*Work request*. Reproduce the material from its beginning through the line containing "231L327 219L293 221V252L325", inclusive, substituting "coarse mask" for "rough mask" and changing nothing else. Leave the pictures out.

__________________________________________________

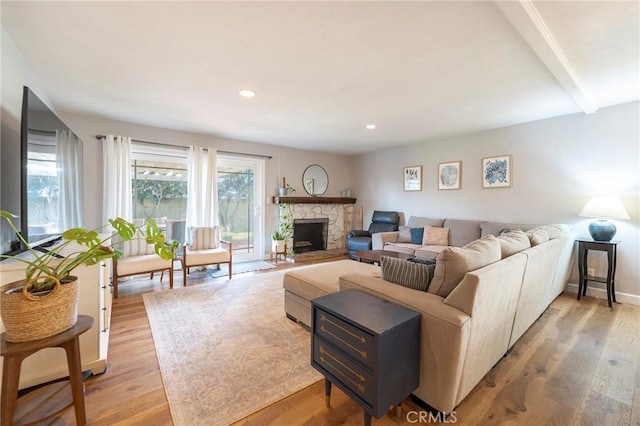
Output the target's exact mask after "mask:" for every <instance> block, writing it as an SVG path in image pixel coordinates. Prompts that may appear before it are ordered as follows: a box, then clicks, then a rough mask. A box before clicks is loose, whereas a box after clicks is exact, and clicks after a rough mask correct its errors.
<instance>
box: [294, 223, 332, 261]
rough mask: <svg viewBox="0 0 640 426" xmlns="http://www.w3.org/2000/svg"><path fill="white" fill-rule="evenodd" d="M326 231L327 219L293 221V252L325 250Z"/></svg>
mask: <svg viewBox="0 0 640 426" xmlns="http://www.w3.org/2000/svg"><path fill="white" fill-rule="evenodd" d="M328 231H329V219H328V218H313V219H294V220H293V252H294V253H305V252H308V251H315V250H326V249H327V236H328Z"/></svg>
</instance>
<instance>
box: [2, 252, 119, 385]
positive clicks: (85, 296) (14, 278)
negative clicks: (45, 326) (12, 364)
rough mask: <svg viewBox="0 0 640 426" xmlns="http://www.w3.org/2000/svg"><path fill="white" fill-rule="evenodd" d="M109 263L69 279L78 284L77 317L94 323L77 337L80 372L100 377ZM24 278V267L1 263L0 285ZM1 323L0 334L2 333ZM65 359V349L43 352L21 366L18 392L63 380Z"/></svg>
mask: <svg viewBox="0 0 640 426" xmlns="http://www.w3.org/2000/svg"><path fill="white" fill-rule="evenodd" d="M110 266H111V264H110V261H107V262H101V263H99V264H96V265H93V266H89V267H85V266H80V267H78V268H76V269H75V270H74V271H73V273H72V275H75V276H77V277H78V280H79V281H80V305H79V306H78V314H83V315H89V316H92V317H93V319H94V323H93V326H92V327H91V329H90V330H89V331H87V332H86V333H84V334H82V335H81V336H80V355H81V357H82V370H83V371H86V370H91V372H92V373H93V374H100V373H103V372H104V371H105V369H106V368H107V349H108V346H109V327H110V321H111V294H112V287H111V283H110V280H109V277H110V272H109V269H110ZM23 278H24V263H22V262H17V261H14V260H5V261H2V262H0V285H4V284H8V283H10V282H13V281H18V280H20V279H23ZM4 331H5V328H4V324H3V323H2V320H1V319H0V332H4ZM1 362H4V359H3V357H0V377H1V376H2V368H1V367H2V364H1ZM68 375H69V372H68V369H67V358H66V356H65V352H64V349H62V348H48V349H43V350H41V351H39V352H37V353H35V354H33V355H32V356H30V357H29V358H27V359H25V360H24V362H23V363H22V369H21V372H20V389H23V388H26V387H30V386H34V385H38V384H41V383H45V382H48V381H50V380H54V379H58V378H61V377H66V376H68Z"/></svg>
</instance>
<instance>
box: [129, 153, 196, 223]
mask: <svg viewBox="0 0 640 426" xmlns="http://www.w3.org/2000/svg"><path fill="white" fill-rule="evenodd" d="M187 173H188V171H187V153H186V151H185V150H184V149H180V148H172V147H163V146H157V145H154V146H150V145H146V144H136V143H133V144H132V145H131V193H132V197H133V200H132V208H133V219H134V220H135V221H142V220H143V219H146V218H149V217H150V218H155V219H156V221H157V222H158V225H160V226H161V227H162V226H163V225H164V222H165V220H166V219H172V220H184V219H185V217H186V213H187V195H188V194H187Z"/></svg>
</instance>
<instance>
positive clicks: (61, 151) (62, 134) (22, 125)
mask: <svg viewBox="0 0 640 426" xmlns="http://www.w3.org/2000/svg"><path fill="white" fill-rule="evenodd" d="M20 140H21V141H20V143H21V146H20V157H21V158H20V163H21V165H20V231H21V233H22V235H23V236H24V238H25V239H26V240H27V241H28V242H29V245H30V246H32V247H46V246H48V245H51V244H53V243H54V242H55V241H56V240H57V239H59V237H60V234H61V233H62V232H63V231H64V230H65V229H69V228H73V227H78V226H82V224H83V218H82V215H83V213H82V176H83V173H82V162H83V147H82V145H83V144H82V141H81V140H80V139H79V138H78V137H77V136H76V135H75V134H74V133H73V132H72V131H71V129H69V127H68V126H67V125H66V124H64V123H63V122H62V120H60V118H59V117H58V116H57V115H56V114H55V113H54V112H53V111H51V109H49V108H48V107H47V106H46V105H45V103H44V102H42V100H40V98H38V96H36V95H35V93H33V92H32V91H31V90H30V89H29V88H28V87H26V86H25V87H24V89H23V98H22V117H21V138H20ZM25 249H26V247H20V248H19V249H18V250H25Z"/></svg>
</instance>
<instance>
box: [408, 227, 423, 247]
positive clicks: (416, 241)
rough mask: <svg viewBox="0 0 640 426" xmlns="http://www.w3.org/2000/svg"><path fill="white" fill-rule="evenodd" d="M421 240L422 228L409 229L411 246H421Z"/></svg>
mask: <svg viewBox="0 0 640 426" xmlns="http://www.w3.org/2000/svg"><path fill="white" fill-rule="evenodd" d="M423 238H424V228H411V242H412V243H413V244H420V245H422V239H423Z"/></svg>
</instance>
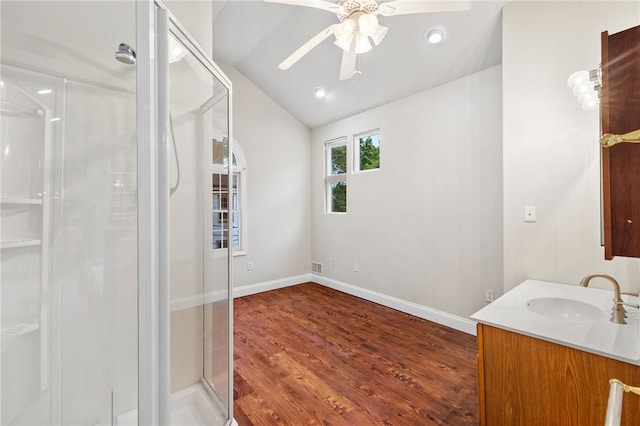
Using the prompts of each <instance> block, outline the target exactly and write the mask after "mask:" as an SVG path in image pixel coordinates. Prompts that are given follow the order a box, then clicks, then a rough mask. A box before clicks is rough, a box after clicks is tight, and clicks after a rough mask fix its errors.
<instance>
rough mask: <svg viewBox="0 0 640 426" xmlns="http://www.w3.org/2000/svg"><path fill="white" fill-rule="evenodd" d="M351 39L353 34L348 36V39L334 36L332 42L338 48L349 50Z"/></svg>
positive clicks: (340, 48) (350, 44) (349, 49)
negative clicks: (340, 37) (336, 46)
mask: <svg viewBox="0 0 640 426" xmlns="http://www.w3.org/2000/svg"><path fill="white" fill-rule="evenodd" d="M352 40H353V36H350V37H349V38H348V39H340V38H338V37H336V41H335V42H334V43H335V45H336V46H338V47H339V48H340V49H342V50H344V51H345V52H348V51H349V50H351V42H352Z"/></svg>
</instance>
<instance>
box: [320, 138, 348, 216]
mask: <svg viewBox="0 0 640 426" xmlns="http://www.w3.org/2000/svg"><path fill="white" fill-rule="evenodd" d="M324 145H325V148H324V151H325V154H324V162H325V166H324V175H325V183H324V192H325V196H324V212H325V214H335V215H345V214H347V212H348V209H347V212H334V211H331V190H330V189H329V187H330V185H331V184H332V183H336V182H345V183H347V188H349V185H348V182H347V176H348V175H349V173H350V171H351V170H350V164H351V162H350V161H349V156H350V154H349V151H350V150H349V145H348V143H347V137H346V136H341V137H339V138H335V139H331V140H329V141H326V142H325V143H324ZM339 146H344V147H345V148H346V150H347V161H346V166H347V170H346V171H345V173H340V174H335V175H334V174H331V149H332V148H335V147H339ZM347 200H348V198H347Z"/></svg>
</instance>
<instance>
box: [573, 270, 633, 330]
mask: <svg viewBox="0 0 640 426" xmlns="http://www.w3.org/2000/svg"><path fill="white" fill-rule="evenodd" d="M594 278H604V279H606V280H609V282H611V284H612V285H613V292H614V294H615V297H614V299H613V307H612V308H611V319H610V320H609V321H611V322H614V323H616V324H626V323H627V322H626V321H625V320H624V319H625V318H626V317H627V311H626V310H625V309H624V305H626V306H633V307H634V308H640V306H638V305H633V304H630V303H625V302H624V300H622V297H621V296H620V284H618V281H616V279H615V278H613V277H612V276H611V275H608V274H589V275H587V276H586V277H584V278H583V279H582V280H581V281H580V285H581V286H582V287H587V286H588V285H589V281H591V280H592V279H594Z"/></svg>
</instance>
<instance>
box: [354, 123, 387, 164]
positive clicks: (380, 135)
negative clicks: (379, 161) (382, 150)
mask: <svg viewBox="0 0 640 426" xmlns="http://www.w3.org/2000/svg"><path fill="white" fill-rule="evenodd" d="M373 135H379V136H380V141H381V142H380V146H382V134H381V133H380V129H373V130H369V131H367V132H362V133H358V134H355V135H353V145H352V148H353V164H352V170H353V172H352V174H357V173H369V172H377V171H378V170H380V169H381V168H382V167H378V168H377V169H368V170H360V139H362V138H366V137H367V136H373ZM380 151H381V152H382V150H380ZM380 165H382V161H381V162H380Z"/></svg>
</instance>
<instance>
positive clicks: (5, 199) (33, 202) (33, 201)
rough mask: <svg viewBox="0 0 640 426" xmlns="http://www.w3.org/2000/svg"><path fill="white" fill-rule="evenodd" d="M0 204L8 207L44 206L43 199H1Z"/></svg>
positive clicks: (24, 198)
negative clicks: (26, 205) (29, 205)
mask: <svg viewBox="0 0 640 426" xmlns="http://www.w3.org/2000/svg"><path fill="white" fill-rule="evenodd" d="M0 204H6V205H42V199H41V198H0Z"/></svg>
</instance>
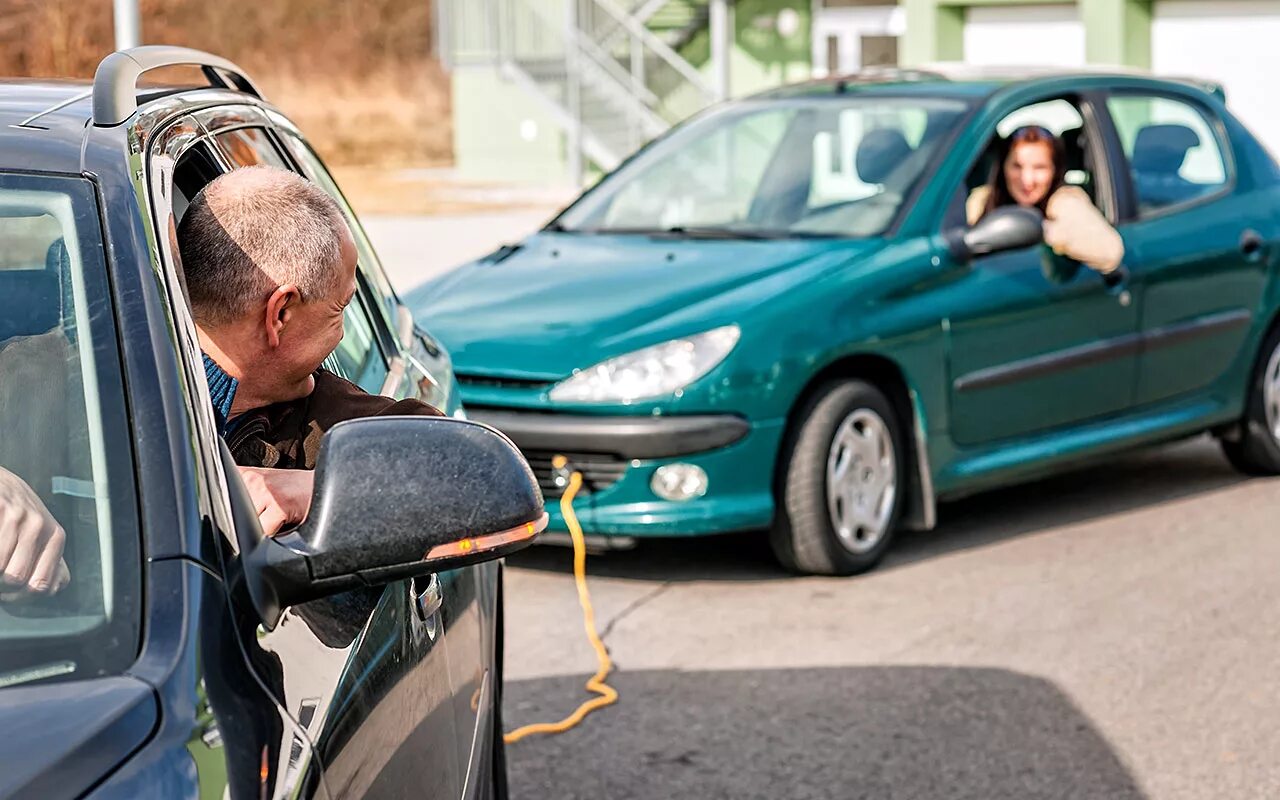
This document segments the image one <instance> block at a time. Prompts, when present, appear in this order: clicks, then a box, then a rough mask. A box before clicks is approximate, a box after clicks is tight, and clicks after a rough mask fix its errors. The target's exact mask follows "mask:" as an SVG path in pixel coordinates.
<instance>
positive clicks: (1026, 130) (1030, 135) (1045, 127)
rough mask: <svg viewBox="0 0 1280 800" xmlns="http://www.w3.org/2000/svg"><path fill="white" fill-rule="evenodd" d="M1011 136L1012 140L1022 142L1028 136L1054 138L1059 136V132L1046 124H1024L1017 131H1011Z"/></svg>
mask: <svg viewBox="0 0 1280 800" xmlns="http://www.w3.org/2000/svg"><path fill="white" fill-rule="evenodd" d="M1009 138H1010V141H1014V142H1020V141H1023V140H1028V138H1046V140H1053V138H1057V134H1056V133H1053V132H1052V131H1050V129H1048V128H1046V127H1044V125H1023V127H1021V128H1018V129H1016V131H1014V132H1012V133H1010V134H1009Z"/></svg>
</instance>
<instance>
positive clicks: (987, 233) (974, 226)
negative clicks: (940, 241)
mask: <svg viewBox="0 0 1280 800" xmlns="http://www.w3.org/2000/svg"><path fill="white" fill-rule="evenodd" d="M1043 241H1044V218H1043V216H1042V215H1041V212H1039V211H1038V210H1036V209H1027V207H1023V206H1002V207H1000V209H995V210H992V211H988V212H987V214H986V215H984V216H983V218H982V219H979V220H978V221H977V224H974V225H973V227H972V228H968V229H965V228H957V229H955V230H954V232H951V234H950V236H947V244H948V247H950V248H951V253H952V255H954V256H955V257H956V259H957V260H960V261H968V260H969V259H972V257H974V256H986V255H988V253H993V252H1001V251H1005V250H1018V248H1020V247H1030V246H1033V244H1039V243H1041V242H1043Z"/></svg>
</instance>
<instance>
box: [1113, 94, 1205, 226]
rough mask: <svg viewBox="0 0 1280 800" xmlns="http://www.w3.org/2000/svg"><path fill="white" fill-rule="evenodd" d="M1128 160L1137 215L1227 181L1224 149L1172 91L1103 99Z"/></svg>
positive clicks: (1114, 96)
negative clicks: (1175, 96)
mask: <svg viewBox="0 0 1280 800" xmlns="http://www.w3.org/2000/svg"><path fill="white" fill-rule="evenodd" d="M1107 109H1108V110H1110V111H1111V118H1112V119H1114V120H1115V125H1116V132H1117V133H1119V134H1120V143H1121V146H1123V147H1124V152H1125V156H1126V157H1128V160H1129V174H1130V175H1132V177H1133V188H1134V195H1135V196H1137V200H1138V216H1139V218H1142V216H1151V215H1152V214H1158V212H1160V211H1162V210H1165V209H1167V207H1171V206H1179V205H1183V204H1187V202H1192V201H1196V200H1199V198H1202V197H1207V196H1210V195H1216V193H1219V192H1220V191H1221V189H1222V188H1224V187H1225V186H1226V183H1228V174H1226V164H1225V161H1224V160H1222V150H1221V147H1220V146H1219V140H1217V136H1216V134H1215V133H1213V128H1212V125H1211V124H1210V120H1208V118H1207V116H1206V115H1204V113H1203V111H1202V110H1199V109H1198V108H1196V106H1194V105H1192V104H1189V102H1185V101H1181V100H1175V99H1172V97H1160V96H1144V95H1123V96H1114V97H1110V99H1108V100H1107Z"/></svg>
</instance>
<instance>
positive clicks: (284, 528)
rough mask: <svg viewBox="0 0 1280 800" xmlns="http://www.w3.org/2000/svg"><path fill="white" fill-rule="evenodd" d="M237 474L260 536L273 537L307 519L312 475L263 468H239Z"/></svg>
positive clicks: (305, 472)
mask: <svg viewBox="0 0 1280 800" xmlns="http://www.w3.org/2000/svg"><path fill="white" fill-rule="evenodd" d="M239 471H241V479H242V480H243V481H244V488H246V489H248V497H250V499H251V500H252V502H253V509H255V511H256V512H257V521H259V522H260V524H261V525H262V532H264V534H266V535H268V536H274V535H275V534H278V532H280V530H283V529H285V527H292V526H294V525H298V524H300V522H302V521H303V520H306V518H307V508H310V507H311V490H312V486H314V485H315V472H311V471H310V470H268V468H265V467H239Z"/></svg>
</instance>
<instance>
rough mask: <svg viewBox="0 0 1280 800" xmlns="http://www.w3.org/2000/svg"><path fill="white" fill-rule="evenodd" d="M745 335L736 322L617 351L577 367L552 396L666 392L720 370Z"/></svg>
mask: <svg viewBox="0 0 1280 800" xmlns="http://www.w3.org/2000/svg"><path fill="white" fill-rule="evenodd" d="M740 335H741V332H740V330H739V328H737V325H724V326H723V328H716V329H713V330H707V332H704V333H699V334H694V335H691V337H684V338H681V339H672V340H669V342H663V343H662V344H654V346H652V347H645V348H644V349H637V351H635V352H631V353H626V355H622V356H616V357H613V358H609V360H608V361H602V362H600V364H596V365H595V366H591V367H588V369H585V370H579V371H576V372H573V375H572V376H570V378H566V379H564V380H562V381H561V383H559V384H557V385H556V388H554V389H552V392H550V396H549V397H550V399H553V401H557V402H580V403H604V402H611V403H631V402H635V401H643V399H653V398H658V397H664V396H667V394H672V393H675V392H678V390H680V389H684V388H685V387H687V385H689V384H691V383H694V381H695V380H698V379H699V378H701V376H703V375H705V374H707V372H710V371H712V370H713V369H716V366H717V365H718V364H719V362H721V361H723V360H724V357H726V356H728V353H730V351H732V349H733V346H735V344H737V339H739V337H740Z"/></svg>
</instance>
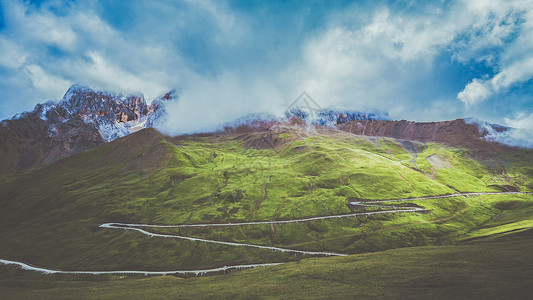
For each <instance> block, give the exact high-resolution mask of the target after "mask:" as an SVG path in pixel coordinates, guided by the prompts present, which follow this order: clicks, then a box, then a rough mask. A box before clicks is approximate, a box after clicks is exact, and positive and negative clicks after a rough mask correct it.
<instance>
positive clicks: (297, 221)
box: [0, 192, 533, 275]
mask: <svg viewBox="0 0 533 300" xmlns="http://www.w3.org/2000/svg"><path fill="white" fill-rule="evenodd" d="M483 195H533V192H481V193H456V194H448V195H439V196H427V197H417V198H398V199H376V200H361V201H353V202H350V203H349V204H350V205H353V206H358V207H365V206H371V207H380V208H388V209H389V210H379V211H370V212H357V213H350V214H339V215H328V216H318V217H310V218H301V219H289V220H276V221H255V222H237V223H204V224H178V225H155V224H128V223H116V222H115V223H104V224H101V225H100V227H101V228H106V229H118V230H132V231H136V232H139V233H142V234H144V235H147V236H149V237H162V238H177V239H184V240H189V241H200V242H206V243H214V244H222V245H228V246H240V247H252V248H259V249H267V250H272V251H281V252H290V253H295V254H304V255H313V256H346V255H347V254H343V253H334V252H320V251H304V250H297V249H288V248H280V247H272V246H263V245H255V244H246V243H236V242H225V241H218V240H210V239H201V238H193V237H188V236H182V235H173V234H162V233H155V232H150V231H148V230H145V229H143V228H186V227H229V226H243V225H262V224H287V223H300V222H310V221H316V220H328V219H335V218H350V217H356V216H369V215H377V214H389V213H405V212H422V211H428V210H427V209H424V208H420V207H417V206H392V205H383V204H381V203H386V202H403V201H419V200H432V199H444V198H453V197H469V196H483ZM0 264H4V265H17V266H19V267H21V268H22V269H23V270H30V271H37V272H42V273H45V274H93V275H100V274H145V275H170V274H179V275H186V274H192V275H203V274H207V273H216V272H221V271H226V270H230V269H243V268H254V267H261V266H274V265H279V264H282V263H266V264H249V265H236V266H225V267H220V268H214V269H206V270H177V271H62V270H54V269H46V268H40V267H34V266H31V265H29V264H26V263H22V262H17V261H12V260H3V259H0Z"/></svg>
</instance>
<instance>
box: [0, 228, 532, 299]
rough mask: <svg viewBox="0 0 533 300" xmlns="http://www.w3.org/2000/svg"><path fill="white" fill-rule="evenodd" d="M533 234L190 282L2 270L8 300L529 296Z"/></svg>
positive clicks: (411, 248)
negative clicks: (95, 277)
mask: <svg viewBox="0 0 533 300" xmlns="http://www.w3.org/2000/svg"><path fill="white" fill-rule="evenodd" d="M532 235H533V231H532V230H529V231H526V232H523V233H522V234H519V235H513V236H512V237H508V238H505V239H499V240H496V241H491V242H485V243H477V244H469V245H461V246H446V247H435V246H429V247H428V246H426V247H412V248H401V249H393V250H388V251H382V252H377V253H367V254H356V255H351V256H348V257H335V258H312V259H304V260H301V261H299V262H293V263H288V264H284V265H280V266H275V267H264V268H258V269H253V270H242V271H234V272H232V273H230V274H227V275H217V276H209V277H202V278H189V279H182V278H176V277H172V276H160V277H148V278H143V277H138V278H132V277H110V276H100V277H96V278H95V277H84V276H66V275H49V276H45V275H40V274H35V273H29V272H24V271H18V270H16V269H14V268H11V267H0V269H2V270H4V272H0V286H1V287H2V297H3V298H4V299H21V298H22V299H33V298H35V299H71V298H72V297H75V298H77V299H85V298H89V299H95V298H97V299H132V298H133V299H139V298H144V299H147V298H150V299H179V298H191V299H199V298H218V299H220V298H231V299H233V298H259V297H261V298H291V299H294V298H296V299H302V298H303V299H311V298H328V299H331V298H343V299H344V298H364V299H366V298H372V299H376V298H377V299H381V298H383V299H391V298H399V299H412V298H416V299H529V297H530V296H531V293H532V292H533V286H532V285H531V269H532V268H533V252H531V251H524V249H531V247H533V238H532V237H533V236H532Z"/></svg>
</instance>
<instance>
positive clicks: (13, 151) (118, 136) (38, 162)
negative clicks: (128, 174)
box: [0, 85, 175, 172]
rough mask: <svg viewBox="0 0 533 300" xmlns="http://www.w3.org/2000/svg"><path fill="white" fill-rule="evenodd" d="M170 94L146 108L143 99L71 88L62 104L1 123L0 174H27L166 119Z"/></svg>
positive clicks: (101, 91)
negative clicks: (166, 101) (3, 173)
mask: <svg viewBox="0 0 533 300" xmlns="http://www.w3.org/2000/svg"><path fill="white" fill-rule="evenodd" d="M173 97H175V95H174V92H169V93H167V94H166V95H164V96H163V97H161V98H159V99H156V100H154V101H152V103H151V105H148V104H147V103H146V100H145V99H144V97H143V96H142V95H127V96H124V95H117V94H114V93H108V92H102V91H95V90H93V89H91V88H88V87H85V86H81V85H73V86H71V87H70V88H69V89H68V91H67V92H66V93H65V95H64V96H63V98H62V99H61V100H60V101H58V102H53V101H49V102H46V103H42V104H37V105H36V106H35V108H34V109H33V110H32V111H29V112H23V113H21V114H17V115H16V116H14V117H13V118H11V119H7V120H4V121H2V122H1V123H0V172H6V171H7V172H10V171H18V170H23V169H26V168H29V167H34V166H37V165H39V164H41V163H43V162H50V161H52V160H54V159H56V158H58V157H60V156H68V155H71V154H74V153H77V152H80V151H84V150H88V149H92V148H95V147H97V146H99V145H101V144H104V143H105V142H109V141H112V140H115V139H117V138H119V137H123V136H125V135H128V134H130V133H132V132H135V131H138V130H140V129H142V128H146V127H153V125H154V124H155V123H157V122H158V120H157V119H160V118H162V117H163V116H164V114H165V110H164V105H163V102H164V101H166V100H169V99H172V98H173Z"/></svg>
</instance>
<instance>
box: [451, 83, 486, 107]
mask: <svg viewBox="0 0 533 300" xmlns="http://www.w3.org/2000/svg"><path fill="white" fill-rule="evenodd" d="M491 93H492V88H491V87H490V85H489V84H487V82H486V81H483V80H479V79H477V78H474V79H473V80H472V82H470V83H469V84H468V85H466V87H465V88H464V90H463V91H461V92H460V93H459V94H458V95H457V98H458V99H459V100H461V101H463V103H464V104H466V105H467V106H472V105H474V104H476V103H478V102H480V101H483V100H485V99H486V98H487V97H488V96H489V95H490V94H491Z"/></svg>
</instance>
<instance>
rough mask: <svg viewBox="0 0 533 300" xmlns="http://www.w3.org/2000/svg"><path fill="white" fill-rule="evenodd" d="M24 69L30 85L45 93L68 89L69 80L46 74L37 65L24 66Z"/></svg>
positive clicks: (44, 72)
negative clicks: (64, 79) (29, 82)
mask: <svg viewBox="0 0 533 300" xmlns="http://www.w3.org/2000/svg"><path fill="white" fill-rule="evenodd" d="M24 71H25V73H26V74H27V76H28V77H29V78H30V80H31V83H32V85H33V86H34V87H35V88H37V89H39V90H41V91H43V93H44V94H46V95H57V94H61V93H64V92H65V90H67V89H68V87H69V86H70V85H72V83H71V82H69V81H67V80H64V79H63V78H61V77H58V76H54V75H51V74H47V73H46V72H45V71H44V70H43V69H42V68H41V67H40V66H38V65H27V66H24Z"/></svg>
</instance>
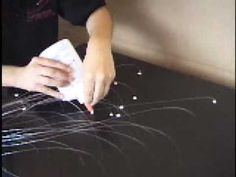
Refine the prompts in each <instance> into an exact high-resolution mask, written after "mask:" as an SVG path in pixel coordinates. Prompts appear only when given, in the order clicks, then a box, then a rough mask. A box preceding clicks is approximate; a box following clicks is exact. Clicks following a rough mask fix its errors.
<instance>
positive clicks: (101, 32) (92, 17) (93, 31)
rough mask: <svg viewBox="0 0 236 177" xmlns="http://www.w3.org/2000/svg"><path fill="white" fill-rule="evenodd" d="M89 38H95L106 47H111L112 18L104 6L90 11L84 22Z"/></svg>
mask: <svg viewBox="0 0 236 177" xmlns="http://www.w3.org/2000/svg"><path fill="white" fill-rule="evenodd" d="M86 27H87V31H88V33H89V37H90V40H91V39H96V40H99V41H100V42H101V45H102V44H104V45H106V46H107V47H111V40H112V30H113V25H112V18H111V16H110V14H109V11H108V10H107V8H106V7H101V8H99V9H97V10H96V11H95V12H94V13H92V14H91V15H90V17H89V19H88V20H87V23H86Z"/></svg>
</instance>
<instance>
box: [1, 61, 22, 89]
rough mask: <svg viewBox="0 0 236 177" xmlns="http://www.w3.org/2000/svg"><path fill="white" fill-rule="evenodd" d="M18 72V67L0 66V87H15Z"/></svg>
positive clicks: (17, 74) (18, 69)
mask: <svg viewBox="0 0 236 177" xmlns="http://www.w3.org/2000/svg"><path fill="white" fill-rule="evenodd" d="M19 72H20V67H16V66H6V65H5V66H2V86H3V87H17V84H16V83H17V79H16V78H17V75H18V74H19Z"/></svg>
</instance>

__________________________________________________

*Solution for this exercise*.
Output the target's exact mask after "mask:" for every <instance> block, writing it as an SVG path in image pixel coordinates. Prompts that may appear before it are ordered as follows: a box, then clicks, then a coarse mask. A box before clicks is loose, whereas a box after clicks is exact, and clicks after a coarse mask correct its errors.
<instance>
box: [294, 223, 332, 261]
coarse mask: <svg viewBox="0 0 640 426" xmlns="http://www.w3.org/2000/svg"><path fill="white" fill-rule="evenodd" d="M326 231L327 219L293 221V252L325 250Z"/></svg>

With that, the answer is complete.